====== Texto proporcionado ======

El fin último que persigue el transhumanismo —si bien no siempre abiertamente confesado— es lo que denomina inmortalismo: una prolongación de la temporalidad hasta una longevidad indefinida, que no es en modo alguno comparable con la plenitud de la vida eterna a la que aspira la esperanza cristiana. Pero, además, hay una cuestión anterior: si abandonamos la carne ya no somos nosotros; porque nosotros somos carne. Por lo que, si abandonamos la carne, abandonamos nuestro ser.
Al margen de la disyuntiva entre un enfoque evolucionista o de perfección ontogenética, abandonar la carne conlleva abandonar la posibilidad de inmortalidad, ya que únicamente alcanzaremos la inmortalidad y la plenitud pasando por la muerte y posterior resurrección de nuestro cuerpo. Pues, aunque la finitud es intrínseca al ser humano en su actual situación de naturaleza caída, esa misma naturaleza humana es ya y para siempre la naturaleza del mismo Dios, con la que compartimos destino.

======

◆ Ejercicios propuestos:
• a. En el texto sobre el transhumanismo, copia el fragmento que empieza con las palabras "Al margen de" y acaba con "que compartimos destino.", sustituyendo "inmortalidad" por "vida sin fin".
• b. Según el texto sobre el transhumanismo, ¿qué consecuencias tiene abandonar la carne? Enuméralas todas.
• c. Indica si cada enunciado concuerda con el texto sobre el transhumanismo y justifica la respuesta con las palabras del texto: (i) el transhumanismo siempre confiesa abiertamente su fin último; (ii) la inmortalidad se alcanza pasando por la muerte y la resurrección del cuerpo; (iii) la longevidad indefinida equivale a la vida eterna cristiana.

====== Datos del ejercicio ======

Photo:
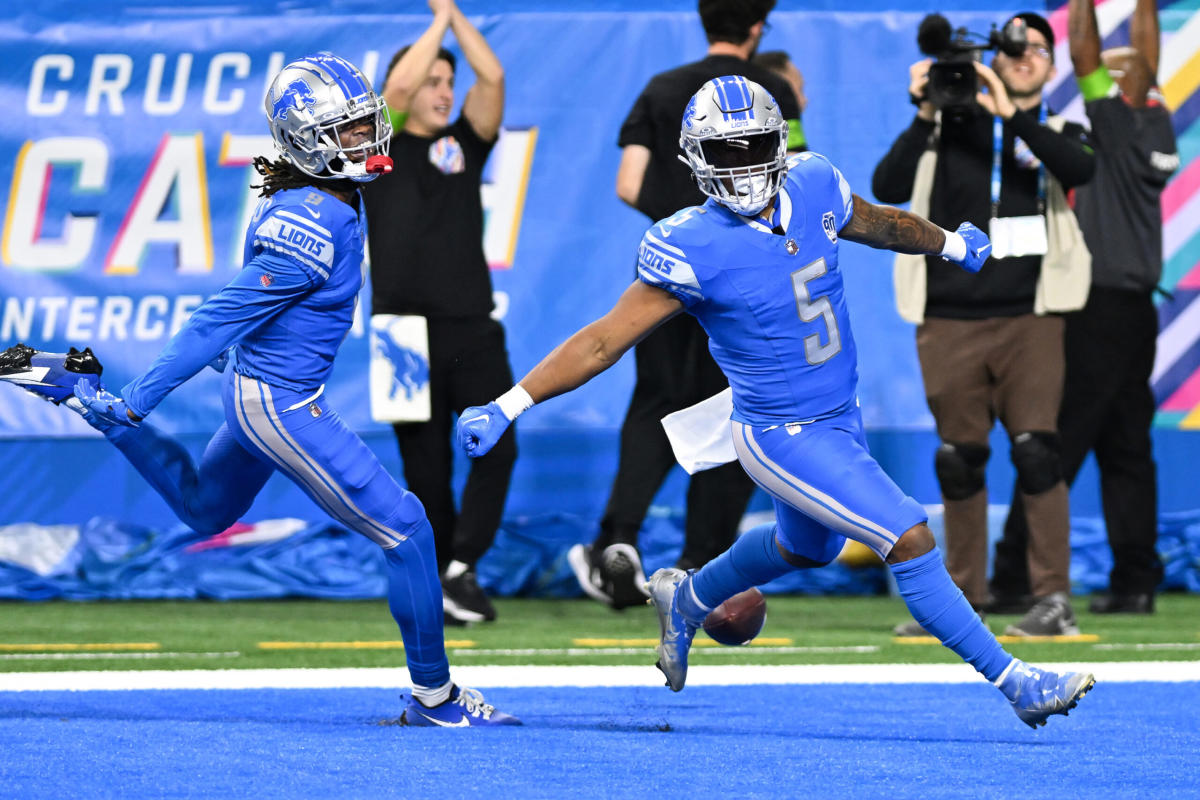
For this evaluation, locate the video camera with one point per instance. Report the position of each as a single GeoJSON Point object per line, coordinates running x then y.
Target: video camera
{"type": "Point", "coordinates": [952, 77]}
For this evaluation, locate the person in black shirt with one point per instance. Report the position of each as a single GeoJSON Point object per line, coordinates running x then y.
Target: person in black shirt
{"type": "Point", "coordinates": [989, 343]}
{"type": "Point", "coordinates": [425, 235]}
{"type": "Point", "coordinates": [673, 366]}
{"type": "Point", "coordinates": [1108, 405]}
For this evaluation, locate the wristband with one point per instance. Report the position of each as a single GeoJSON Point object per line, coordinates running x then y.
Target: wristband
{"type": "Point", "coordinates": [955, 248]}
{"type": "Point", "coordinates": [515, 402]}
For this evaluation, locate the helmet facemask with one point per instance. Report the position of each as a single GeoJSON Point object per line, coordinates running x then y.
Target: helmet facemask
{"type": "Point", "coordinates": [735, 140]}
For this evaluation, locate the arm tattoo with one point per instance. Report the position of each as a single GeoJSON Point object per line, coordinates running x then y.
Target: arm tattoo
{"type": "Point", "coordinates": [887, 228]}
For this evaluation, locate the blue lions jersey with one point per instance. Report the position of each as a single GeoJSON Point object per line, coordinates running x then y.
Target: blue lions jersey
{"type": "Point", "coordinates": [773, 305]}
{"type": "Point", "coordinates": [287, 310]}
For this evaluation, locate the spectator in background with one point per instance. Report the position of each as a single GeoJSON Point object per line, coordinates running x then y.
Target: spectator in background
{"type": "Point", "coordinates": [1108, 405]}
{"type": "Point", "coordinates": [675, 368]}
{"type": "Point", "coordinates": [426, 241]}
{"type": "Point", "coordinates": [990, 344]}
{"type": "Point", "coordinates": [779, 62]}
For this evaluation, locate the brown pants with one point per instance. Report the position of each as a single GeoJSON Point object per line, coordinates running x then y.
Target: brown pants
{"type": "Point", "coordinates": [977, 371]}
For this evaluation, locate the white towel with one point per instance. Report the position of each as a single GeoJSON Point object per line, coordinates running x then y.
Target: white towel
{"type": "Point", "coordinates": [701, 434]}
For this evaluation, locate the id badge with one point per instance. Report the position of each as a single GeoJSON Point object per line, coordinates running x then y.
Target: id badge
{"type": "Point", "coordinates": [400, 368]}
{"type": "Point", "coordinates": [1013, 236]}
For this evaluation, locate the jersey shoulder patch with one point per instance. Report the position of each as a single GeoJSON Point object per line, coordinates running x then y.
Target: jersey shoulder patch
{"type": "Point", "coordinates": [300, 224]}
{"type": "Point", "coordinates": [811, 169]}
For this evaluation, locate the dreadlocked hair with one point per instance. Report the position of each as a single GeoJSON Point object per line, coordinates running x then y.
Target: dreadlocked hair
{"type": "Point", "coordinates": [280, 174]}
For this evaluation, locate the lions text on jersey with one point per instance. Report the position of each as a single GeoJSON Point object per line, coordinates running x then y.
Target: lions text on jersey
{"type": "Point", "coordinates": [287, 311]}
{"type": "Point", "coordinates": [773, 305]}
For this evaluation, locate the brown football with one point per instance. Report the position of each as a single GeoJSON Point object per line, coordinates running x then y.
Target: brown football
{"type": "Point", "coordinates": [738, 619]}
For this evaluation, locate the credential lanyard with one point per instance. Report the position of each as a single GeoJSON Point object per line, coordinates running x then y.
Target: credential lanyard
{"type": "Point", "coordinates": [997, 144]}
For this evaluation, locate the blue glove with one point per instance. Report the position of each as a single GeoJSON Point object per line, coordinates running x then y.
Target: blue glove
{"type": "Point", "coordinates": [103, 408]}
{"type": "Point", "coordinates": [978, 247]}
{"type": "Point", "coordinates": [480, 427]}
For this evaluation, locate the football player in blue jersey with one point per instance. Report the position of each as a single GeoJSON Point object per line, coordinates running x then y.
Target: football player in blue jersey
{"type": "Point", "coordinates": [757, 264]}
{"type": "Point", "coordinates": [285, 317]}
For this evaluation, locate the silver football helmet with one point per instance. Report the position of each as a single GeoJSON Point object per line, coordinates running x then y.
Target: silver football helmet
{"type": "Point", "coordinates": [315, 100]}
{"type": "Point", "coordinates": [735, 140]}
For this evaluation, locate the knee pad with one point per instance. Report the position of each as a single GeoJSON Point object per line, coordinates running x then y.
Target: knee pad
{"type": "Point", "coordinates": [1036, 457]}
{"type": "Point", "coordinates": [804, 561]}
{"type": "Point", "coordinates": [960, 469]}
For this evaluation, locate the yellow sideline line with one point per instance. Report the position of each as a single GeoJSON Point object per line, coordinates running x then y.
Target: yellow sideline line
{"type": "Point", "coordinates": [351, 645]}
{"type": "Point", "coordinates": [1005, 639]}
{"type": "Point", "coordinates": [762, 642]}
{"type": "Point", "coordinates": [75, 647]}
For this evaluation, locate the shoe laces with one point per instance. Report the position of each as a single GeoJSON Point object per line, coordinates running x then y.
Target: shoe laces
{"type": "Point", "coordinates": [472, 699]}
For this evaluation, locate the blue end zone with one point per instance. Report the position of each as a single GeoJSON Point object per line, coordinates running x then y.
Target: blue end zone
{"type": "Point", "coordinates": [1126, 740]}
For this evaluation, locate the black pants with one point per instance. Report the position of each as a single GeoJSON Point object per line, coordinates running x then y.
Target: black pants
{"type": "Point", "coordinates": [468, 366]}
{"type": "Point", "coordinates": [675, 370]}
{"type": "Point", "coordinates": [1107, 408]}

======
====== Datos del ejercicio ======

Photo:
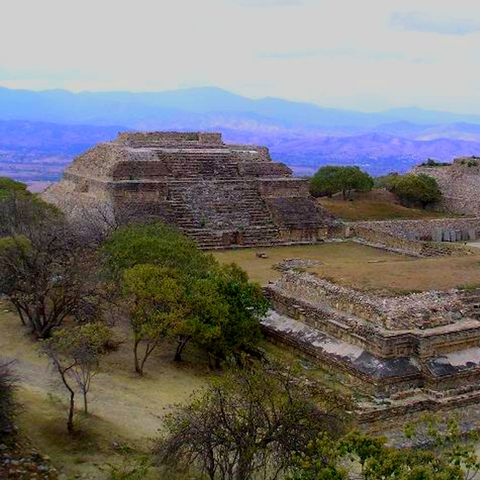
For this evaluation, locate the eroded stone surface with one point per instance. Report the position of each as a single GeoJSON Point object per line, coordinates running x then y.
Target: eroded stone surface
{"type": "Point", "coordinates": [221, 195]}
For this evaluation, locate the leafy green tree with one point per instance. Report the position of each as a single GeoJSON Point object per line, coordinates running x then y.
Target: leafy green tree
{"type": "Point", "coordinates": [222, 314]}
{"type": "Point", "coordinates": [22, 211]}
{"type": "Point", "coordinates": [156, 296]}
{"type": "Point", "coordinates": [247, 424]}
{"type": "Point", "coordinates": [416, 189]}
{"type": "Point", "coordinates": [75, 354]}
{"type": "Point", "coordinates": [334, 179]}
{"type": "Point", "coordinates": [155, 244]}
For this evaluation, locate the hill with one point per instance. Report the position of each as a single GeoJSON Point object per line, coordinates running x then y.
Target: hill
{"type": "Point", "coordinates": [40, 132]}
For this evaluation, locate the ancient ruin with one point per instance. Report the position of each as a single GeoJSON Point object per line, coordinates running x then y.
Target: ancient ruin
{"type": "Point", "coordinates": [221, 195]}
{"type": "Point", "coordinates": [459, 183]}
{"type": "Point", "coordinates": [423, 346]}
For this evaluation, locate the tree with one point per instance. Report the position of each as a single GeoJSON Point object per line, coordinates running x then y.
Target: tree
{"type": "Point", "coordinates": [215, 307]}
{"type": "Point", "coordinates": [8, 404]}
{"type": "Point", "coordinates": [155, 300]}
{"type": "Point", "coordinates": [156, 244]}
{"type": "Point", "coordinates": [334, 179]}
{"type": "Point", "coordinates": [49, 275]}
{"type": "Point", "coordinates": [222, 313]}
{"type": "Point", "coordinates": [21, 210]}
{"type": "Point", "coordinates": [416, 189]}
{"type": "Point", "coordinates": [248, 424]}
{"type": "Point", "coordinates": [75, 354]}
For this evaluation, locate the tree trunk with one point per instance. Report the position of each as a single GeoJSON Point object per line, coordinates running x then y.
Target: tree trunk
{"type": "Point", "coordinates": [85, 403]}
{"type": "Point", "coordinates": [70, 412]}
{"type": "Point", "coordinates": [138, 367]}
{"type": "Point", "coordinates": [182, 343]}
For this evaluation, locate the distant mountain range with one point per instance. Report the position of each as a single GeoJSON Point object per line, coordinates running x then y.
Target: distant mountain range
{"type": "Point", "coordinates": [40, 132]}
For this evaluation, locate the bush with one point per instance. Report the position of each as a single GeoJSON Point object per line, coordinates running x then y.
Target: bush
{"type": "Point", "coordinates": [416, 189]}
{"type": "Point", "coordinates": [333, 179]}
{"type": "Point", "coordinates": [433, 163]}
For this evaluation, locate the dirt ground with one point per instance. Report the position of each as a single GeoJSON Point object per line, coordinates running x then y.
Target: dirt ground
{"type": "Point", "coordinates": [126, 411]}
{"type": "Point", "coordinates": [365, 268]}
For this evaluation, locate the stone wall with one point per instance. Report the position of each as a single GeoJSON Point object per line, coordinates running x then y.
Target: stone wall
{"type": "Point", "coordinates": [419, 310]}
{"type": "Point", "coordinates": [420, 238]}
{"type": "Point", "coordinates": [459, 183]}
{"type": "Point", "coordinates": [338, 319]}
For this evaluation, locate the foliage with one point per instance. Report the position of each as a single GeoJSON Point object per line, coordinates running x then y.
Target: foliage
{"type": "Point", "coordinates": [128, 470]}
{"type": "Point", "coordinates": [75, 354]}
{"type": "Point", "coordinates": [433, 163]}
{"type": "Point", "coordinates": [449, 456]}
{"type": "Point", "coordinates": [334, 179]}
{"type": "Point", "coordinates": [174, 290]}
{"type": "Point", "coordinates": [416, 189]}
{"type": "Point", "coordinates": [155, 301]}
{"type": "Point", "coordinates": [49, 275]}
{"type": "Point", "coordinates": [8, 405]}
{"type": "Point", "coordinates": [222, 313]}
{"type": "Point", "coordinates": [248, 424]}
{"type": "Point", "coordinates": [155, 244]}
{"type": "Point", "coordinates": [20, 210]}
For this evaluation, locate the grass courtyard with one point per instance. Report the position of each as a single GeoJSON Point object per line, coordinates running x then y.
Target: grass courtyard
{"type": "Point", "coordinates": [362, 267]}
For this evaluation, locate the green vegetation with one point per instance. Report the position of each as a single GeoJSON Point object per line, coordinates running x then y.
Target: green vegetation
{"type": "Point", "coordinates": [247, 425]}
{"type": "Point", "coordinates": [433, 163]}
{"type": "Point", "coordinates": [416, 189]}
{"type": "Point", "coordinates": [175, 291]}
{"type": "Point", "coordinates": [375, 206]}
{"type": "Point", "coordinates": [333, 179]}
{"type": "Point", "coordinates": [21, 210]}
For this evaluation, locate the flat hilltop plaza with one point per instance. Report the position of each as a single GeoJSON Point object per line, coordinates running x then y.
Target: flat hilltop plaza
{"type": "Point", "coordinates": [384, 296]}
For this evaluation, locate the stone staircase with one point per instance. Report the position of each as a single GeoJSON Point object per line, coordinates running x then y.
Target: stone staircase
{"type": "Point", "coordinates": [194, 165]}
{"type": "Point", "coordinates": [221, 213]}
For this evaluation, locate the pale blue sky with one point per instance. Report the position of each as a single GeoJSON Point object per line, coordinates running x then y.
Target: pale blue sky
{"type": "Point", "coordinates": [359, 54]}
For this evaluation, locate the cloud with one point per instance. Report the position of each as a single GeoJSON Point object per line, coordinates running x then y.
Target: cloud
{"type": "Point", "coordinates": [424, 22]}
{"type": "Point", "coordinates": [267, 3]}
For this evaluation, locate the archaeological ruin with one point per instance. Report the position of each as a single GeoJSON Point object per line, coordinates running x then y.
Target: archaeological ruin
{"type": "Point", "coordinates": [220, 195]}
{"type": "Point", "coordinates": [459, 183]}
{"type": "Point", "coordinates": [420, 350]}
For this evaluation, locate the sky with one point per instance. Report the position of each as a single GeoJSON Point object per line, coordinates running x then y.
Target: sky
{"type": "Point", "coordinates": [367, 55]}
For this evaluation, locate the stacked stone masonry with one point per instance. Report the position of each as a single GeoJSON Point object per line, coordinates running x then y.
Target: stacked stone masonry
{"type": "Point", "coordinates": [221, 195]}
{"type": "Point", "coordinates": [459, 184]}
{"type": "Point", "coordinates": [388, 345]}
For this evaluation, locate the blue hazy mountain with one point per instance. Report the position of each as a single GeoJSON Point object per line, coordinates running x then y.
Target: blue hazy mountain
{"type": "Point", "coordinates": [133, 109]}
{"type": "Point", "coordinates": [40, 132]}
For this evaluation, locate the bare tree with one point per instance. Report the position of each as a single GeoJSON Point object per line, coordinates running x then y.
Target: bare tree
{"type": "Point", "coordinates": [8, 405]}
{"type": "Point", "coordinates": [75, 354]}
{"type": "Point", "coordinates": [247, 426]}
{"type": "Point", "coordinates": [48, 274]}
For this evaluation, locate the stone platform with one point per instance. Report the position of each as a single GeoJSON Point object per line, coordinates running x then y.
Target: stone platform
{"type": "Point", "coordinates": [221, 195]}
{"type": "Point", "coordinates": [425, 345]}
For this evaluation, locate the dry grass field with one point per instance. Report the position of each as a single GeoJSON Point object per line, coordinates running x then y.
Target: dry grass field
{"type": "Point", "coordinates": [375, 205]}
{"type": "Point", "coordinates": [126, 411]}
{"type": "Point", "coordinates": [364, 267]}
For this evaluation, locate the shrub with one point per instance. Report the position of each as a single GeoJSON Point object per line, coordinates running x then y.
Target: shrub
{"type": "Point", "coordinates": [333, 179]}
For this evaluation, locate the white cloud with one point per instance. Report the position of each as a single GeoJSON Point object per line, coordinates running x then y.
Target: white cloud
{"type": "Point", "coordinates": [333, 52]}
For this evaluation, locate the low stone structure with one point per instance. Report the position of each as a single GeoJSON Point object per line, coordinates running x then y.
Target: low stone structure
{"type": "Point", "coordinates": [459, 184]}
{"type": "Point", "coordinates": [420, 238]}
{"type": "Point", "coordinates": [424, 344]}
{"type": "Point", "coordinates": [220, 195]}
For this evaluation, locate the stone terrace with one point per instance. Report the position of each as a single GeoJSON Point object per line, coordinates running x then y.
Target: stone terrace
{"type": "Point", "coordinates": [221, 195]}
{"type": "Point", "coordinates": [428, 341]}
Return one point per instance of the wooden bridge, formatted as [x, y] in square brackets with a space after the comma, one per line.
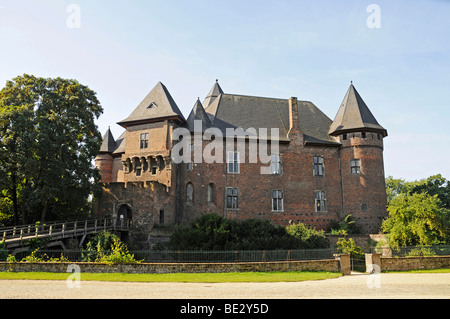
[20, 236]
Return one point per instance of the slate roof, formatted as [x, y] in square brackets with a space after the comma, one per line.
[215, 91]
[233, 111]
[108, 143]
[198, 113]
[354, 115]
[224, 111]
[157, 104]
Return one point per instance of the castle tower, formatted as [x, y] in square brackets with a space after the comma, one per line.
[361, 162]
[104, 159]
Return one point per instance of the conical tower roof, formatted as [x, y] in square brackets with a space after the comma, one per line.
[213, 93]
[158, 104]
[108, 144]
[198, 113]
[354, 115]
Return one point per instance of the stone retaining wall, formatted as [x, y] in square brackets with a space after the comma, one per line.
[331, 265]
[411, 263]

======
====== Datos del ejercicio ======

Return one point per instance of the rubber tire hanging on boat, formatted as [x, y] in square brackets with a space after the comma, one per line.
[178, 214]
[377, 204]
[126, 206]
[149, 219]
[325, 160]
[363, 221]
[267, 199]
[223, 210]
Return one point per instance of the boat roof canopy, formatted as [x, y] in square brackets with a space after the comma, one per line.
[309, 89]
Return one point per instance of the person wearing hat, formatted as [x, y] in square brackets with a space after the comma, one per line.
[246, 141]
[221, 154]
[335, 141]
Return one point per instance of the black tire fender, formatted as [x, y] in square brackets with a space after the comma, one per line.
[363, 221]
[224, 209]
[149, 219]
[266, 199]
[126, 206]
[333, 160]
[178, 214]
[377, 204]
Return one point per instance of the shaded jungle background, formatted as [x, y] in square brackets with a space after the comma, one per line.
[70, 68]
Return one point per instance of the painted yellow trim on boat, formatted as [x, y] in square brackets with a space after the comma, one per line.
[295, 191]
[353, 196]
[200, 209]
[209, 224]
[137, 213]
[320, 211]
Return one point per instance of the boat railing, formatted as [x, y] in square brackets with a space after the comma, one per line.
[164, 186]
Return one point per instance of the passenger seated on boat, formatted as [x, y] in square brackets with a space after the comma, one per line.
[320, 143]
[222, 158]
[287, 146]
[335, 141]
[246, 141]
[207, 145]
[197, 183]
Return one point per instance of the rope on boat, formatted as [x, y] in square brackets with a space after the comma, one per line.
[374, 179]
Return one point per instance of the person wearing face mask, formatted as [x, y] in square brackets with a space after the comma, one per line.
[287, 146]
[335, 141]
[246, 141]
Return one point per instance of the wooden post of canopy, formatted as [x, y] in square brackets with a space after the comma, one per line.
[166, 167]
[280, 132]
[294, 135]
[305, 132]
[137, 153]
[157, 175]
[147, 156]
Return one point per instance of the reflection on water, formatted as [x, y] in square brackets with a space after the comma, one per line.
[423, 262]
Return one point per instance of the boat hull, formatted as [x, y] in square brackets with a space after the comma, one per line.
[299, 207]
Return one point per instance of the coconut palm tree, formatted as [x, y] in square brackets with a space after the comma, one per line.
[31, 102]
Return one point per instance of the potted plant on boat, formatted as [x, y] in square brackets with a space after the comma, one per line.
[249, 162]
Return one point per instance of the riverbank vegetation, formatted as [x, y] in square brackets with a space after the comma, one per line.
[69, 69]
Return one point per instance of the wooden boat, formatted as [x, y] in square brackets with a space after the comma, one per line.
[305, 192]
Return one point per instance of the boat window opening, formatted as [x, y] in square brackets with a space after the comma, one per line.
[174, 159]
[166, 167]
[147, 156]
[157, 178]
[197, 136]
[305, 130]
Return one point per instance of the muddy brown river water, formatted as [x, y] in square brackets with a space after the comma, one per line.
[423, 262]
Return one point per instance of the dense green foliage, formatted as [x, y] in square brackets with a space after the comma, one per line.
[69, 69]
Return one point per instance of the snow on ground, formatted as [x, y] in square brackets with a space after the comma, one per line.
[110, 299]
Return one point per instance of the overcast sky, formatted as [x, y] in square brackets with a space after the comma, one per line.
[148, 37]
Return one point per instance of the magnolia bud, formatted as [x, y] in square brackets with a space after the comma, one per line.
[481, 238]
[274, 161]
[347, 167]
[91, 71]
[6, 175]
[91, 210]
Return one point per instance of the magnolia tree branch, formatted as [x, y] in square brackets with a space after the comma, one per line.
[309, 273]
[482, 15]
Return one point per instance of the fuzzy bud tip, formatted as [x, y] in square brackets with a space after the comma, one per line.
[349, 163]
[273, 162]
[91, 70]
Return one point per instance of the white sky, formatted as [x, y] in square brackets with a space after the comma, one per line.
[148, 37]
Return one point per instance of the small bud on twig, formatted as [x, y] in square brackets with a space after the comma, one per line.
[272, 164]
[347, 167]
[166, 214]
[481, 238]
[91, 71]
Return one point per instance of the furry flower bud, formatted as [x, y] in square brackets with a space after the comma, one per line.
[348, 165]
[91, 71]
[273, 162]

======

◆ Ejercicios resueltos:
• a.
Al margen de la disyuntiva entre un enfoque evolucionista o de perfección ontogenética, abandonar la carne conlleva abandonar la posibilidad de vida sin fin, ya que únicamente alcanzaremos la vida sin fin y la plenitud pasando por la muerte y posterior resurrección de nuestro cuerpo. Pues, aunque la finitud es intrínseca al ser humano en su actual situación de naturaleza caída, esa misma naturaleza humana es ya y para siempre la naturaleza del mismo Dios, con la que compartimos destino.

• b.
- "ya no somos nosotros"
- "abandonamos nuestro ser"
- "abandonar la posibilidad de inmortalidad"

• c.
(i) No: "si bien no siempre abiertamente confesado".
(ii) Sí: "únicamente alcanzaremos la inmortalidad y la plenitud pasando por la muerte y posterior resurrección de nuestro cuerpo".
(iii) No: "no es en modo alguno comparable con la plenitud de la vida eterna".